* [Texte fourni]
══════════════════════════════

Une IA pour détecter les signes avant-coureurs des séismes lents

Aujourd’hui, il est toujours impossible de prédire la date, l’heure et la magnitude de futurs tremblements de terre.

Nos seuls outils solides se basent sur des traitements probabilistes permettant de donner, pour une région donnée, la probabilité que les mouvements du sol en lien avec l’activité sismique dépassent un certain seuil dans les prochaines années – par exemple, il y a 20 % de chances qu’un séisme de magnitude 7,5 ait lieu dans la région de San Francisco, en Californie, dans les 30 prochaines années.

Malheureusement, ceci ne permet pas d’obtenir une prévision réellement utilisable, comme des prévisions météorologiques.

L’IA pourrait-elle permettre de changer tout cela ? Dans notre équipe de recherche, nous développons ainsi depuis plusieurs années des algorithmes d’intelligence artificielle qui scrutent en continu les données de sismomètres enregistrant les vibrations du sol, pour tenter de repérer des comportements particuliers qui précéderaient les séismes.

Ces résultats font, aujourd’hui, l’objet d’une publication dans la revue scientifique Nature communications.

══════════════════════════════

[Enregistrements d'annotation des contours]
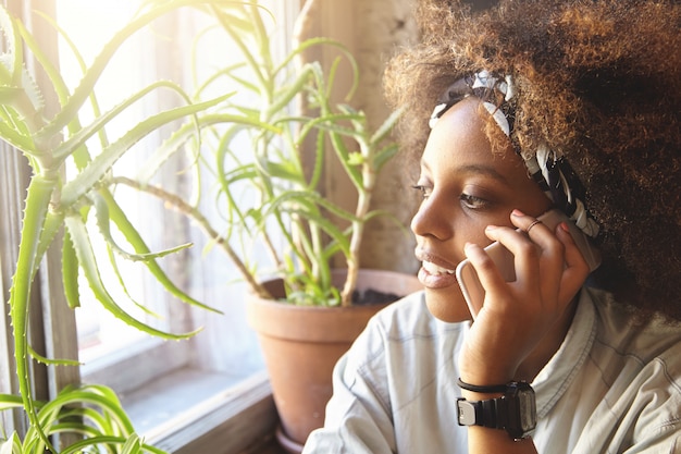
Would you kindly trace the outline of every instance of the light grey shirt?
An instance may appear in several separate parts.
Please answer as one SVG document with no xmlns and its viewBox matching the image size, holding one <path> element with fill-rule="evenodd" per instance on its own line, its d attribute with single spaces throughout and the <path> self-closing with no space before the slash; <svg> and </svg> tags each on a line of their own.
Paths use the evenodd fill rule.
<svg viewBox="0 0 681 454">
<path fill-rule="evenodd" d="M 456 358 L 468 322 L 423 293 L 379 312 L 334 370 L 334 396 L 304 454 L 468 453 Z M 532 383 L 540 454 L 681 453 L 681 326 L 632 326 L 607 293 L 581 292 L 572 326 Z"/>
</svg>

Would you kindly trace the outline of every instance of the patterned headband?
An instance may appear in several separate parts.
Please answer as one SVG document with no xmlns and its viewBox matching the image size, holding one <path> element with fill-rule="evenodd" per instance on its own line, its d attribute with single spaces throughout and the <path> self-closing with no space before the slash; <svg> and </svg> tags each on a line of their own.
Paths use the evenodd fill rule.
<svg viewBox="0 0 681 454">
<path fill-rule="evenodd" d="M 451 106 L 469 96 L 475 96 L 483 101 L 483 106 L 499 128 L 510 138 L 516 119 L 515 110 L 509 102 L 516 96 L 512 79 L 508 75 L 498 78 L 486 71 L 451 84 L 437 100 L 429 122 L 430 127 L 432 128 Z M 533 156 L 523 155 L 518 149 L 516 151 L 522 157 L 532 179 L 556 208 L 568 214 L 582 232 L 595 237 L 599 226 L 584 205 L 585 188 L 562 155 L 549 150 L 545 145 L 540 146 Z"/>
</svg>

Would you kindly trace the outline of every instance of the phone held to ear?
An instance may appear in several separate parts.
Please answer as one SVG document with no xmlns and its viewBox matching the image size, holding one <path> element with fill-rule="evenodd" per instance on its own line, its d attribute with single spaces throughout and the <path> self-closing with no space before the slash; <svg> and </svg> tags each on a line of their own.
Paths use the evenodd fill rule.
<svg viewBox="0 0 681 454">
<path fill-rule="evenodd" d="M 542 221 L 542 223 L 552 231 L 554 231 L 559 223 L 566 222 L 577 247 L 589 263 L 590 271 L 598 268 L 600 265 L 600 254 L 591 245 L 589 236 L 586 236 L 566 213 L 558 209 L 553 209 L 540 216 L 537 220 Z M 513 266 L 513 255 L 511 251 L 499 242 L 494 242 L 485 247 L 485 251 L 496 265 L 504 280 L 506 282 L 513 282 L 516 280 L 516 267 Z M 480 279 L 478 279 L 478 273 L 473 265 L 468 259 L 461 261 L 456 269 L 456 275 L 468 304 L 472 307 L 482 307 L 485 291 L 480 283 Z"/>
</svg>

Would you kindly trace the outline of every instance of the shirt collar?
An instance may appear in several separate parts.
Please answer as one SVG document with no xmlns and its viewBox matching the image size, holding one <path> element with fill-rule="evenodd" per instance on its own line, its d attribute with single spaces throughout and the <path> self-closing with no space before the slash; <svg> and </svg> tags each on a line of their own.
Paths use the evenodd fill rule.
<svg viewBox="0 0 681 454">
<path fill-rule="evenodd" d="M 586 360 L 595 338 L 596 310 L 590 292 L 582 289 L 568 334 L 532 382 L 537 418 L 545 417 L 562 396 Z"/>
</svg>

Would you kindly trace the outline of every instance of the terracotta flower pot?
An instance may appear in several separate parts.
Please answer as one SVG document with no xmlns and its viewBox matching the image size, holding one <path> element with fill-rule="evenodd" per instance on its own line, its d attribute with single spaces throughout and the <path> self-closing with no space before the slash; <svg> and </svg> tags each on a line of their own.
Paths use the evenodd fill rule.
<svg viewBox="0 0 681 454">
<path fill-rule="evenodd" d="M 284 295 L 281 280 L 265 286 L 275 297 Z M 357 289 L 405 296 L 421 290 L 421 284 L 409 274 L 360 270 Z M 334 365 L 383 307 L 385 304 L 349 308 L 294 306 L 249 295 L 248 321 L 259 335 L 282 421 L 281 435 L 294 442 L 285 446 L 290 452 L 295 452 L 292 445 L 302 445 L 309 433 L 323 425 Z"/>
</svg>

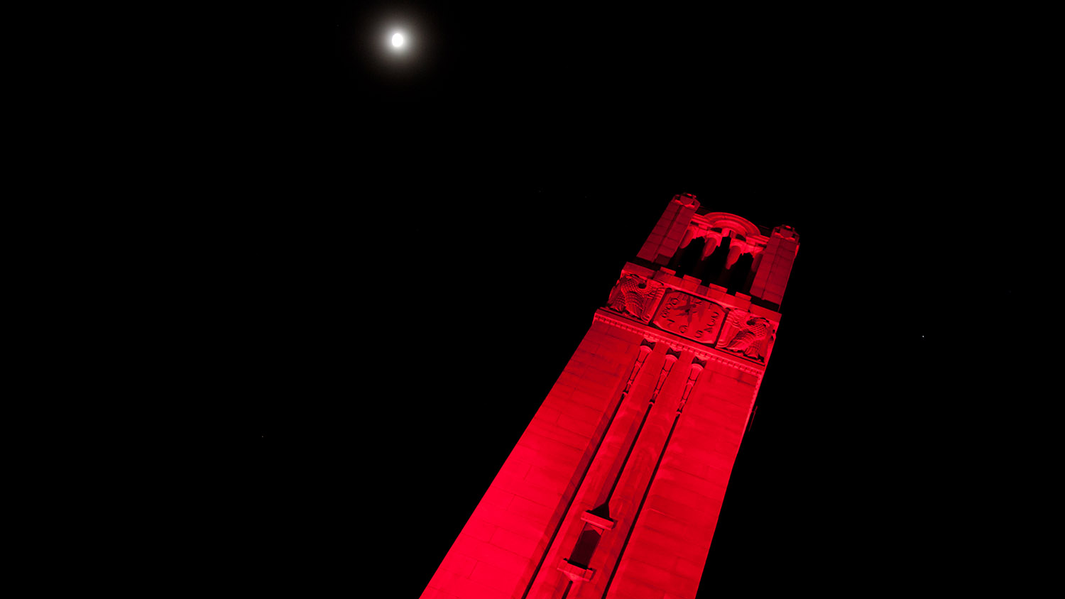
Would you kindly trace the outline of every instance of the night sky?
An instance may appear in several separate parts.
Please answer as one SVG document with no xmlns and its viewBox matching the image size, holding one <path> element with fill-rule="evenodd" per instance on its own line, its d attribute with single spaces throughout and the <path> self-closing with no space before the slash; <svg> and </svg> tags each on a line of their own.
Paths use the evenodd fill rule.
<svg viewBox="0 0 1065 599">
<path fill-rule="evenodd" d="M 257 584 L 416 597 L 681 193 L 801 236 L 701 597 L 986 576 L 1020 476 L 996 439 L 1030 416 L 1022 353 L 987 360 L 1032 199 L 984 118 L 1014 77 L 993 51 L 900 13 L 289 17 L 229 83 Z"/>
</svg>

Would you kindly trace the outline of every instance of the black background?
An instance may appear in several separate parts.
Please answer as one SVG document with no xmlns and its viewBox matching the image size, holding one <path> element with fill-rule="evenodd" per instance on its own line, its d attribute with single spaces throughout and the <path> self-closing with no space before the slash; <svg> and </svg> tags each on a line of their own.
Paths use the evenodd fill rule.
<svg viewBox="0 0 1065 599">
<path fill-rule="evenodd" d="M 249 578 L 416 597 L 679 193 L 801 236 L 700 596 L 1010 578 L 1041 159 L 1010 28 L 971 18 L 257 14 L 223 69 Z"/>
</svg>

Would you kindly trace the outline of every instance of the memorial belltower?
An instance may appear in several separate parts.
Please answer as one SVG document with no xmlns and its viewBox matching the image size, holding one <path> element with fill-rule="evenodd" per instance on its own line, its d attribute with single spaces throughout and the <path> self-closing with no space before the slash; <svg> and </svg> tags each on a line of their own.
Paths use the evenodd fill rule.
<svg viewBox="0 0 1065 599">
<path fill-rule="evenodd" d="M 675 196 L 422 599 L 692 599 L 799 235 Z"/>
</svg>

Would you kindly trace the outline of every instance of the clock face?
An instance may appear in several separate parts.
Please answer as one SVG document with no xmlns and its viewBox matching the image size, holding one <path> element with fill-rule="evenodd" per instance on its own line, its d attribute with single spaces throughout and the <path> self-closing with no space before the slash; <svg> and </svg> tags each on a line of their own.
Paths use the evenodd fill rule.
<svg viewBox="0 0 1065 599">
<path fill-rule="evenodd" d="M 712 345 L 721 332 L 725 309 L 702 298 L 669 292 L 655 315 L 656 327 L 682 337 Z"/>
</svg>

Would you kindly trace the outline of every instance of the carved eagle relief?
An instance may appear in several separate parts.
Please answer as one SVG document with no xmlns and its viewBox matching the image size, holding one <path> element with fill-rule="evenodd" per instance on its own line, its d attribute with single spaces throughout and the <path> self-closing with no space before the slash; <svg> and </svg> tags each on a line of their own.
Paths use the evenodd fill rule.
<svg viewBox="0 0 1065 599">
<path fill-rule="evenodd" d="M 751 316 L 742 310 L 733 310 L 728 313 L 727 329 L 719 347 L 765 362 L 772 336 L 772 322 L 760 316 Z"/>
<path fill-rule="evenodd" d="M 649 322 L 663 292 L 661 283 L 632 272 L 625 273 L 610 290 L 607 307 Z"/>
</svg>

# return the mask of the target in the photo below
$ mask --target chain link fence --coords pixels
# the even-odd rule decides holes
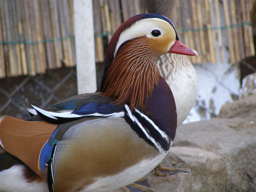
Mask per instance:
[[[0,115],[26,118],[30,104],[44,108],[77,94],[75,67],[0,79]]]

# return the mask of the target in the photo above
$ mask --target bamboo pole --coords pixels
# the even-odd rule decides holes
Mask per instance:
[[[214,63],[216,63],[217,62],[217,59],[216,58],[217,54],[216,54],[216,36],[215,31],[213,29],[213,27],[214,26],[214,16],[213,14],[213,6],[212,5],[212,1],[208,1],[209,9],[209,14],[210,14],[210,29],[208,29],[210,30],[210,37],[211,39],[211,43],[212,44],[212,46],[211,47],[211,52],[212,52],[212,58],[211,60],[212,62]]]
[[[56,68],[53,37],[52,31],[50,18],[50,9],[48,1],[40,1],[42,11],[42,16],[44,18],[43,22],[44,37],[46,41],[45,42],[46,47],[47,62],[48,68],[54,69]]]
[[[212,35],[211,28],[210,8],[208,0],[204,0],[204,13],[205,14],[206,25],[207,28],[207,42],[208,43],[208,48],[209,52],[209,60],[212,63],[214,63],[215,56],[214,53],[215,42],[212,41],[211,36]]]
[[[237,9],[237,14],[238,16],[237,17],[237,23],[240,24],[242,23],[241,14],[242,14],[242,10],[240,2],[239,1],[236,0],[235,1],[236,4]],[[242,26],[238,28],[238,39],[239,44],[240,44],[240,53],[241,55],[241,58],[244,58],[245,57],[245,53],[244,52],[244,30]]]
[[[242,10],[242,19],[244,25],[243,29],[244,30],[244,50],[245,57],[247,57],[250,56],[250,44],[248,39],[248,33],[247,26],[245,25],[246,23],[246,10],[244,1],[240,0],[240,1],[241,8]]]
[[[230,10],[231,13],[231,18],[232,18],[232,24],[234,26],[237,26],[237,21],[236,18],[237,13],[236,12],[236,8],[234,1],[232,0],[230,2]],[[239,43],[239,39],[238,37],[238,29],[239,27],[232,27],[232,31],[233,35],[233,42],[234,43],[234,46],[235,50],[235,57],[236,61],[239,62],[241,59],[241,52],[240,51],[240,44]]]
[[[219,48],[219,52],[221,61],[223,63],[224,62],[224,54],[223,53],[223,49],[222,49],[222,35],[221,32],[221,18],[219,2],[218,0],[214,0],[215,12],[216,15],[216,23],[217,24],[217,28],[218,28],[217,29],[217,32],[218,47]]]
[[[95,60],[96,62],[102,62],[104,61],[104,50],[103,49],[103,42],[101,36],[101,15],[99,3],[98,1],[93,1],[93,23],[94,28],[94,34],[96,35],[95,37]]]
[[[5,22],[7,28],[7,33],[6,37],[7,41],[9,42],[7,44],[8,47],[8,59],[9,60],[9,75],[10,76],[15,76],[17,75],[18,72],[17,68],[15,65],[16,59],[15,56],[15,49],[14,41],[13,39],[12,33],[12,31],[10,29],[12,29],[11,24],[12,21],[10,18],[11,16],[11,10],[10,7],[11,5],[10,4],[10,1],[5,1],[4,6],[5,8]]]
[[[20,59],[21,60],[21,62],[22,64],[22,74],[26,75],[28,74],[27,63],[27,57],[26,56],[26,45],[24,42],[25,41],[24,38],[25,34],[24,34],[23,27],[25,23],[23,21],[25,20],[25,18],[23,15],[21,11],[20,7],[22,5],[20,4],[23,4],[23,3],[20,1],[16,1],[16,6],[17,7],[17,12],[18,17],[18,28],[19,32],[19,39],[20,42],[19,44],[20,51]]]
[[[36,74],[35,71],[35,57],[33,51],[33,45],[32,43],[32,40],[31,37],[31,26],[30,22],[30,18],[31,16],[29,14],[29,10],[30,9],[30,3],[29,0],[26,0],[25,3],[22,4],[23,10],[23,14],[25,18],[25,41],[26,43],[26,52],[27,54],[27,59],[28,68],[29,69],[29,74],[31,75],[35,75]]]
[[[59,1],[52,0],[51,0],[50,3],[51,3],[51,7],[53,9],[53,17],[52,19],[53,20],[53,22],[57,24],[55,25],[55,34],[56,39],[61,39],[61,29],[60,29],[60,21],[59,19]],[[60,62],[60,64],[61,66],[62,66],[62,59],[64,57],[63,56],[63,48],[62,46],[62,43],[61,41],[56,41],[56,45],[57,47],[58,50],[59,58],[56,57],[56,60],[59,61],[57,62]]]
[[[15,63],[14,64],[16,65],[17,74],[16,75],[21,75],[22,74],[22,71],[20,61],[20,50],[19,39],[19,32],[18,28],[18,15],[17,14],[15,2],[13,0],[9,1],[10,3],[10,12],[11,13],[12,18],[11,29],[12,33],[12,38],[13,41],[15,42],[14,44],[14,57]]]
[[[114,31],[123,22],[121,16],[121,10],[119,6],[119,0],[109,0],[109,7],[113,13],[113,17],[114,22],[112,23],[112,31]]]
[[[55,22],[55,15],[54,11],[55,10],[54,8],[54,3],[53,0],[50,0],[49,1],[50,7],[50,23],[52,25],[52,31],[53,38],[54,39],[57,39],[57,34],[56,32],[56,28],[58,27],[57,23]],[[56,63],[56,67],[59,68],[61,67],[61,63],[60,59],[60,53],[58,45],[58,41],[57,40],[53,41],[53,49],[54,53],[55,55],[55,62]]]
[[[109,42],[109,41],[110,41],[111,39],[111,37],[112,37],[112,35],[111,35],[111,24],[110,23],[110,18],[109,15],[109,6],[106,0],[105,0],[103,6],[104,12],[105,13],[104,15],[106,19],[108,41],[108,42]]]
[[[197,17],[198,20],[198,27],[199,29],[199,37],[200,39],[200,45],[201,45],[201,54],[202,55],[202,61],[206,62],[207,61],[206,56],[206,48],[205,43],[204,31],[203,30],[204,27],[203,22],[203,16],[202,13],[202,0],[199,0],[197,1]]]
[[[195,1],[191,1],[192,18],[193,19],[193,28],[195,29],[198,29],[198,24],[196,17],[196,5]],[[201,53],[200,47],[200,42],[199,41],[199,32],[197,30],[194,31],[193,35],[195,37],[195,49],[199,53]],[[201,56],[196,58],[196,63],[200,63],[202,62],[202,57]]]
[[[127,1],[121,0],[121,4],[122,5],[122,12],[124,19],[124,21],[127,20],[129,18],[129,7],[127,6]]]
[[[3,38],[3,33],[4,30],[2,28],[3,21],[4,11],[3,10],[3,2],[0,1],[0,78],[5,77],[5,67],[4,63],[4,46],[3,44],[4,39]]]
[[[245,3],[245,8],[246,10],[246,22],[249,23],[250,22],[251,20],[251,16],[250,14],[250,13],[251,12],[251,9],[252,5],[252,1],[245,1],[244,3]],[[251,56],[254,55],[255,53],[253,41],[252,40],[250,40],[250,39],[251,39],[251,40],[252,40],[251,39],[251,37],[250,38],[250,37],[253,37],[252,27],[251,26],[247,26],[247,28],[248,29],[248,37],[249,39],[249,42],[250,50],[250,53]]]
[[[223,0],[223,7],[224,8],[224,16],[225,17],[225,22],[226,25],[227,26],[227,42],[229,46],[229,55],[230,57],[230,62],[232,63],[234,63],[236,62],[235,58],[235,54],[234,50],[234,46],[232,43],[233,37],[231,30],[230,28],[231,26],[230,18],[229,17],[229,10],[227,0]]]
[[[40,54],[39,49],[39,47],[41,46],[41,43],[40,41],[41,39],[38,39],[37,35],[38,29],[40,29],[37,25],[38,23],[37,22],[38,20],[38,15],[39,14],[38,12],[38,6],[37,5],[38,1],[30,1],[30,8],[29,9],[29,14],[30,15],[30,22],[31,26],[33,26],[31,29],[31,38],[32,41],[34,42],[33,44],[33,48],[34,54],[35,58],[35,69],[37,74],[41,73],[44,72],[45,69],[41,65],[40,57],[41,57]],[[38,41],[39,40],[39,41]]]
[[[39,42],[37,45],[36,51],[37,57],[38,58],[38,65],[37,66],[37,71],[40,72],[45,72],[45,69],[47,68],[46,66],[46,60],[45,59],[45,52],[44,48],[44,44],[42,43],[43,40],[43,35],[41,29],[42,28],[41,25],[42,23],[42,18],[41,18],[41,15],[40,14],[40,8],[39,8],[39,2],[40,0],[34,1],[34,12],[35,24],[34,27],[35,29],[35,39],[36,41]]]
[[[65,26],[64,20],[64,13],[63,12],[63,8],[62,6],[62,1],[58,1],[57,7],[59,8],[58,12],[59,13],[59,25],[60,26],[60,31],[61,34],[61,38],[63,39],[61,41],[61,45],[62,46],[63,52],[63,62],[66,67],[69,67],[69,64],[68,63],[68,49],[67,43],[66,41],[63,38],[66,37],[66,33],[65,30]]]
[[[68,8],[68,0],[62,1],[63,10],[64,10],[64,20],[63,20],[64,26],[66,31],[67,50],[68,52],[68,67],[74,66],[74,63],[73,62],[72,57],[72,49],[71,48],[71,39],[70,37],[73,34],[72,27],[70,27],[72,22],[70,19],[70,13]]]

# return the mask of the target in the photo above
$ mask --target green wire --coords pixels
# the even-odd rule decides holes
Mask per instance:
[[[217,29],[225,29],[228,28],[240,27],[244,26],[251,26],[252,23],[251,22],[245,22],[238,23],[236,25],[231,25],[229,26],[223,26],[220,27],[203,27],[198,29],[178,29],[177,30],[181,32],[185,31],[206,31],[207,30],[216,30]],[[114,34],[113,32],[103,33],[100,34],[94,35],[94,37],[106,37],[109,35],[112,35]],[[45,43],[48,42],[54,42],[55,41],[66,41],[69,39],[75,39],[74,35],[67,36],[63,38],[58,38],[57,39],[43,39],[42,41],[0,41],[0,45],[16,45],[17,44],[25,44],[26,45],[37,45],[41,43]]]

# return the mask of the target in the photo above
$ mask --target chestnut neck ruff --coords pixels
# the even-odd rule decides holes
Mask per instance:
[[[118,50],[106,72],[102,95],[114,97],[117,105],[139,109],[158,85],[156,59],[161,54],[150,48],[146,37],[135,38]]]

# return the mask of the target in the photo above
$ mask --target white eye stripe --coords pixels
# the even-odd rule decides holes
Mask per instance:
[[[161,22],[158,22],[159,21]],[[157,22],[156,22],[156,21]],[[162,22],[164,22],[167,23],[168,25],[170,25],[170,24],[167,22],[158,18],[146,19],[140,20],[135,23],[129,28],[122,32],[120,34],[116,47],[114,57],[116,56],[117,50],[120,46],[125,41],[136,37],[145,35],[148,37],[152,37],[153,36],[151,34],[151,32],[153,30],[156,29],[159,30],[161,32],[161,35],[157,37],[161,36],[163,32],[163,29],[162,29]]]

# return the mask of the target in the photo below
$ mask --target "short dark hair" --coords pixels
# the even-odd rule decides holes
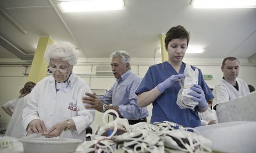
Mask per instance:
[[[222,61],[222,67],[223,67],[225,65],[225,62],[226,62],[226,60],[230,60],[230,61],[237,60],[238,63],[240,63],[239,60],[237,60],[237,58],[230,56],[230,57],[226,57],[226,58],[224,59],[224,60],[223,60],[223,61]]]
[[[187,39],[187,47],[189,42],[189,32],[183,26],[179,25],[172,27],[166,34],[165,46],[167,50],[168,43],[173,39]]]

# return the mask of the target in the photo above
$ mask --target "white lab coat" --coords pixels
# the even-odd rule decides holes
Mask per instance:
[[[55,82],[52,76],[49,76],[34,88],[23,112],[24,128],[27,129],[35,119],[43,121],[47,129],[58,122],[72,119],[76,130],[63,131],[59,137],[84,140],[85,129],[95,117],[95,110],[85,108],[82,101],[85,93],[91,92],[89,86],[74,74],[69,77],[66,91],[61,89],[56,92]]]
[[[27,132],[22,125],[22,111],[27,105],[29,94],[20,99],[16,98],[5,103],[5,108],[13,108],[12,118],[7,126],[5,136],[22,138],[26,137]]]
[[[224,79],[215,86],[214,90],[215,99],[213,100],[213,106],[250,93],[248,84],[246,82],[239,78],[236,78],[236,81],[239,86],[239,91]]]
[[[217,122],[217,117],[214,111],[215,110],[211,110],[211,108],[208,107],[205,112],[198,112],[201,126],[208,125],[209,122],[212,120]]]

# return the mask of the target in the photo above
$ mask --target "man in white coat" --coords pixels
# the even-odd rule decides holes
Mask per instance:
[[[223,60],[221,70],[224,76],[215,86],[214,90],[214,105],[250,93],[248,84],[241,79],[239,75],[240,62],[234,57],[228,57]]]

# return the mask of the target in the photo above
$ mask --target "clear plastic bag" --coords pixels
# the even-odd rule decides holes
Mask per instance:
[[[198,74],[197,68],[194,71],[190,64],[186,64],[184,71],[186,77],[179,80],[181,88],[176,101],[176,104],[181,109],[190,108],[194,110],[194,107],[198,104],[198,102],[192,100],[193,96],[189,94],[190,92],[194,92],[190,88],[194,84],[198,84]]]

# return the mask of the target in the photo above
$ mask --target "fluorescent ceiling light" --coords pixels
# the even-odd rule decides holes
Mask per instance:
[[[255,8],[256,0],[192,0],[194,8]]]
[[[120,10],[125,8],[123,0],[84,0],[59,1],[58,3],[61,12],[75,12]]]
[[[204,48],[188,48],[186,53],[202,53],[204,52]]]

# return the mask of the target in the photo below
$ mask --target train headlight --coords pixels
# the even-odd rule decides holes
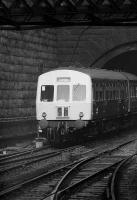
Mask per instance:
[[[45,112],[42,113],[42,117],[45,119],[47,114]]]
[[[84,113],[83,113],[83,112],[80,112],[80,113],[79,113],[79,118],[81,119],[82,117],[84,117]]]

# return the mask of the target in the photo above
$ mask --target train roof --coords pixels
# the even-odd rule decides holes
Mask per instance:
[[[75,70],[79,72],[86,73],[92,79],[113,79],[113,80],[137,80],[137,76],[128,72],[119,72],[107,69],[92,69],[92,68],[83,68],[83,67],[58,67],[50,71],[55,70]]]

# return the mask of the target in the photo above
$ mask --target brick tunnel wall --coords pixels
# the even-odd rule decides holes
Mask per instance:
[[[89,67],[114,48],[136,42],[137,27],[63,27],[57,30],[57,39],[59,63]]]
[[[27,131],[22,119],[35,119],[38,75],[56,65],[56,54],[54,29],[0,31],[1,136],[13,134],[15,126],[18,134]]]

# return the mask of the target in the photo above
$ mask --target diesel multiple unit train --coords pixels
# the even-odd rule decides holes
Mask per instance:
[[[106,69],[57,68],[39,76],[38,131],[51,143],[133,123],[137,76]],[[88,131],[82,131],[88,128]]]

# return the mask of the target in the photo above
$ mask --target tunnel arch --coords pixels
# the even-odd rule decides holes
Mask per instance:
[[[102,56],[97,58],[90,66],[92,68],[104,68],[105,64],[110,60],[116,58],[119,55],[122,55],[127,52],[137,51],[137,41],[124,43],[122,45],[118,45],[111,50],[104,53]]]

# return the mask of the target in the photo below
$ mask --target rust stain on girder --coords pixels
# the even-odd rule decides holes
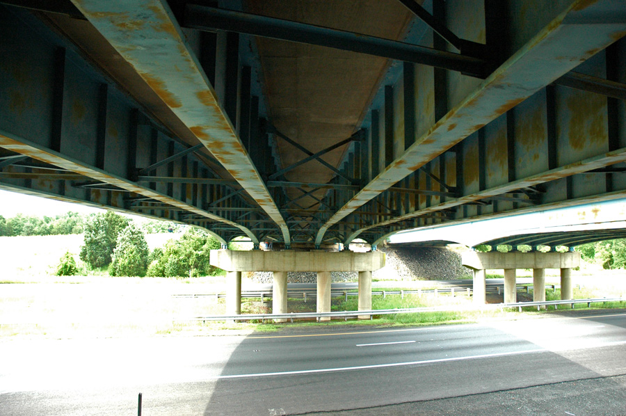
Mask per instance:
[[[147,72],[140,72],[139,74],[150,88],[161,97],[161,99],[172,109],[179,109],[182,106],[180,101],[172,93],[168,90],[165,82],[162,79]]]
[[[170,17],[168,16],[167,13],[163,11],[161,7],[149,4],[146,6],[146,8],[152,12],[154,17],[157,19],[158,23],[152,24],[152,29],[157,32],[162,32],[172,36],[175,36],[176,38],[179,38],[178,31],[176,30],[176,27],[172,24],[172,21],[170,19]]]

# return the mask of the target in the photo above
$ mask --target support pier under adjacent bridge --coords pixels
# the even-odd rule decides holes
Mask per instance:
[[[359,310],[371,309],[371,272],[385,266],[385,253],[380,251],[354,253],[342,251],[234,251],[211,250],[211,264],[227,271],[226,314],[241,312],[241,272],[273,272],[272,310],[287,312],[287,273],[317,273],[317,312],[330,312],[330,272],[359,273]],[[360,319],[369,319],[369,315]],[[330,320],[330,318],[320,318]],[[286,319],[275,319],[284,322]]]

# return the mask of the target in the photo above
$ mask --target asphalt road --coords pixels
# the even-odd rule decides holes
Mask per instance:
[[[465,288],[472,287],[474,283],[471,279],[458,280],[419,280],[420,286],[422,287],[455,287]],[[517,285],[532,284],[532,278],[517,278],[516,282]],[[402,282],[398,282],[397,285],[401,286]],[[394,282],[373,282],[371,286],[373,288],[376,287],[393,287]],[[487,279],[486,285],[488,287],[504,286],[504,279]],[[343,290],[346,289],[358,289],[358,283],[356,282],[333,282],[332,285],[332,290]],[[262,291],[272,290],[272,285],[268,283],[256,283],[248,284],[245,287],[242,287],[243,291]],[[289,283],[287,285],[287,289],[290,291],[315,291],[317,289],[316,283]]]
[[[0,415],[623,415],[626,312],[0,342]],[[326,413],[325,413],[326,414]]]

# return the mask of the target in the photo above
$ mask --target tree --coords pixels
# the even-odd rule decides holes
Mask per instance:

══════════════════════════════

* [Consigne A] Citez le texte sur les séismes lents à partir des mots « L’IA pourrait-elle permettre » et arrêtez-vous après « scientifique Nature communications. ».
* [Consigne B] Extrayez des enregistrements chaque ligne qui contient la chaîne « white ».

* [Réponse attendue A]
L’IA pourrait-elle permettre de changer tout cela ? Dans notre équipe de recherche, nous développons ainsi depuis plusieurs années des algorithmes d’intelligence artificielle qui scrutent en continu les données de sismomètres enregistrant les vibrations du sol, pour tenter de repérer des comportements particuliers qui précéderaient les séismes.

Ces résultats font, aujourd’hui, l’objet d’une publication dans la revue scientifique Nature communications.

* [Réponse attendue B]
$ mask --target white eye stripe --coords pixels
$ mask --target "white lab coat" --coords pixels
$ mask --target "man in white coat" --coords pixels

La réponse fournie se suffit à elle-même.